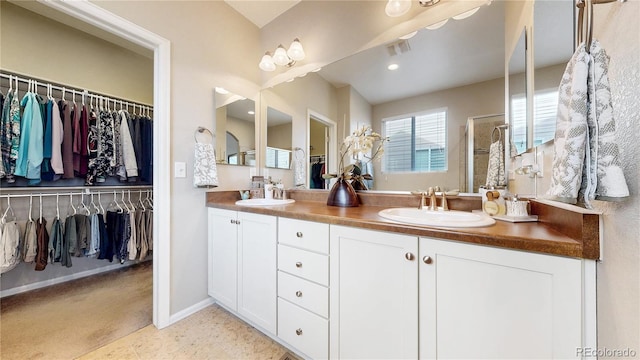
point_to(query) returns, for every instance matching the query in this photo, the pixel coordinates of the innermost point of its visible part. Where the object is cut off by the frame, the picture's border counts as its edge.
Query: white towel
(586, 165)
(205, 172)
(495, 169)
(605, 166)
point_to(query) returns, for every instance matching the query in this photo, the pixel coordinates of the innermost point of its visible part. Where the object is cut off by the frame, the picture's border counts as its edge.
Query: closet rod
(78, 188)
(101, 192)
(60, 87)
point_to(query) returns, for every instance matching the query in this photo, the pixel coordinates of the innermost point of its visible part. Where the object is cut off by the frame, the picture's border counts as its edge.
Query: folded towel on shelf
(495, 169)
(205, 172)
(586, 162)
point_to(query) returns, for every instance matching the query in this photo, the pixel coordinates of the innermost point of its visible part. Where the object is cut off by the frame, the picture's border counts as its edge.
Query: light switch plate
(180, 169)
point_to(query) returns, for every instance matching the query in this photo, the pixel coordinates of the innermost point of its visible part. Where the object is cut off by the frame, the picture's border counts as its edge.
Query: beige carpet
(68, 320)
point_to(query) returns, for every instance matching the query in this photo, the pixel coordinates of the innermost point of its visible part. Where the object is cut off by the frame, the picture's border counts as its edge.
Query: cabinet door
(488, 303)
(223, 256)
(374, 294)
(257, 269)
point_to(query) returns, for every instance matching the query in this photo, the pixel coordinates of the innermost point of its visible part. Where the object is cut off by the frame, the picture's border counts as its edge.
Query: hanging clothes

— Exercise —
Could you repeat all of the material exactly? Pictures should not be copied.

— Result —
point_to(query) returns, for every instance matching the query in this photo, the pixel coordinates of the innermost point of its visible part. Where the object is cut off by the frame, the picture's border counts as its edge.
Query: white towel
(586, 165)
(205, 172)
(495, 169)
(605, 166)
point_to(query) returns, for every instance matching the query in this photo, the pixel coordinates of the innermost point of its visible part. Where the object is cut off by the frame, the picture's border counts as its edge.
Query: closet rod
(78, 188)
(101, 192)
(60, 87)
point_to(query) returns, for every instance matching the query in this photo, the pixel coordinates of the innermost point of its visible part. Where the object is cut off by the frame, the picture's border counts as its edge.
Query: folded towel on shelf
(495, 169)
(205, 172)
(586, 162)
point_to(query) returns, for every instance matching the query in this photo, the pixel coordinates of the innermost point of its visible part. Where the object is cut off by the frame, the picture's border counts as its edge.
Query: light switch plate
(180, 169)
point_to(query) returns, for every instance matching the query in this photo, the pixel coordinates of the innermost point of its visible part. Where the object is cut off by the frame, the picture's border counts as its edge.
Query: beige carpet
(68, 320)
point_to(query) returns, for every instance matching the query in this photo, the pixel coordinates of the innermost point of its visible part. Where the object is cut off by the frame, the picture's border counts as its edge.
Query: cabinet door
(488, 303)
(223, 256)
(374, 294)
(257, 269)
point_to(query) returns, for every instance matching the query in this photo, the pixel coordinates of the innermost point of its visible part. Where the object is cut off by the frame, the picture's border counts as its edge.
Query: hanging clothes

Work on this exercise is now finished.